▸ **REQUEST**:
Answer these from the passage about East Chicago below:
(a) What year does the image caption give?
(b) Which road do you get off to reach the casino?
(c) Heading toward Chicago, East Chicago is the last in a string of what?

** Start of DOCUMENT EXCERPT **

East Chicago, 1972, around when the present began to crumble. Image from blog.hemmings.com
East Chicago is one of those strange places that most of us only glimpse while driving past it, along its southern end, on a road trip that takes us through the rundown broken-factory grime of northwestern Indiana. If we’re going toward Chicago, it’s the last in a string of scary and polluted cities before you approach the rusted majesty of the Skyway, looming at imposing and strange angles, like a bridge out of Hell. More recently, East Chicago is the home of a booming casino. You get off 90 to get there, on what is essentially a designated highway, skirting the town itself. East Chicago just exists as a string of industrial lights and smoke glowing through the darkness.

** End of DOCUMENT EXCERPT **
** Start of DATA **

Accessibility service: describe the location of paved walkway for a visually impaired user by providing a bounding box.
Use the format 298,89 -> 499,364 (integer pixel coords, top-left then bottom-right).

** End of DATA **

▸ **SOLUTION BELOW**:
(a) 1972
(b) 90
(c) Scary and polluted cities